§ **Tasks to perform**
**1.** In the passage about Keith's recovery from OCD, how old was he when City Lit's support department found that he was dyslexic?
**2.** Write the next part of the passage about Keith's recovery and art studies, picking up after its last sentence.

The four-month stay worked. When he left, Keith’s mental health ‘score’ had dropped from 38 out of a maximum 40 to a sub-clinical 9 and then 6 three months later.
“At the end of my stay I was essentially cured - I could live a life free of OCD - but you then had to constantly challenge yourself not to let OCD back in.”
And the vital work to prevent Keith suffering any relapse is where City Lit has played a key role. His Bethlem therapists encouraged him to pursue his burgeoning interest in art by signing up to a foundation course at the college.
“I got a knock-back at the interview when the City Lit tutors said you have had an amazing journey but taking on a foundation diploma course a few months after leaving the hospital will be too much to deal with. They recommended I tried a three-month evening course once a week from September 2017.”
At end of the course, he reapplied for the 15-month foundation course in art and design and his future tutor Ian Tucknott told him, based on the work he had done during the previous three months, that it was a mere formality to offer a place!
“Ian later told me he had still had concerns but he’d seen my enthusiasm about everything so was willing to take the risk. So I started in January 2018 and it proved to be a pivotal moment. I made friends, and learnt an incredible amount about art and learning that I’d never known before.
“I wrote my first essays through City Lit’s support dept - they’d identified that at the age of 43 I was dyslexic which had been not picked up before. My dyslexia was to do with processing info, and it explained so many difficulties I had faced. I found that visually receiving things were much easier than writing. I was encouraged to photo everything as I went along, documenting it all visually rather than writing notes.”

§ **Records provided**
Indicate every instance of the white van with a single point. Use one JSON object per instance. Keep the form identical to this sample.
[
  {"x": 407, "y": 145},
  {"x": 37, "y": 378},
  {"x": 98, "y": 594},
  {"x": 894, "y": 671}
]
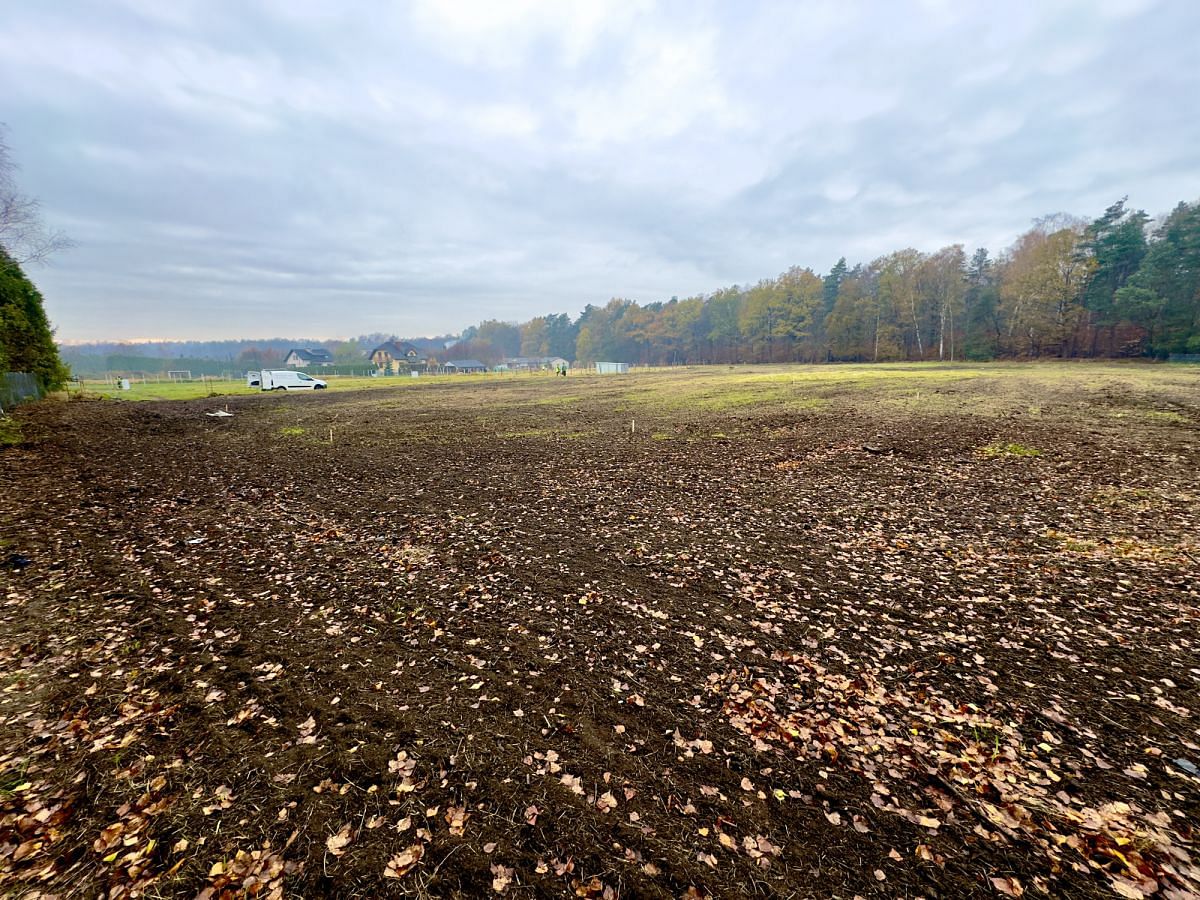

§ **Exercise results**
**1.** He was 43.

**2.**
I learnt that if I could take in information simply by watching and learning it meant something to me. This exemplified the amazing support I had from my City Lit tutors. Once I’d been diagnosed as dyslexic, I attended a weekly support class with two ladies who advised me on writing essays and typing down how I verbally related my thoughts.
By the end of the course, Keith had chosen ceramics as the medium for his end-of-course show on touch and feel that he displayed under the label ‘please touch’. “I wanted as many show guests to touch my exhibits as possible as it was telling my story through ceramics. I had to take them all back home so having them ‘contaminated’ by everyone was in itself another test of my ability to beat my old phobia about touch and HIV.”
Keith passed the course with merit (four distinctions and three merits) and has now been accepted for a much higher graded two-year diploma programme in ceramics starting this September.
“Ian, my tutor, has supported me since my first interview at City Lit,’ says Keith. “He’s mentored me and been my personal tutor throughout the course. He’s taught me so much about art, about writing and most importantly that I should just be myself and no one else. He said he knew I didn’t want to show off but that if I remained so self-deprecating no one would be interested in my art.”
Ceramics tutor Robert Cooper is another key supporter Keith singles out. “He’s developed me as an artist and made me realise it’s ok to work as I do. He’s got me doing everything in the studio. Without Robert’s encouragement, I would not have applied for a two-year diploma. He put me forward for it.”
And the role of Keith’s fellow students? “For the first time, I was put in a room with a whole group of people who genuinely chose to want to meet me after class, and invite me to birthdays and parties. They taught me finally that I am actually ok as a person.”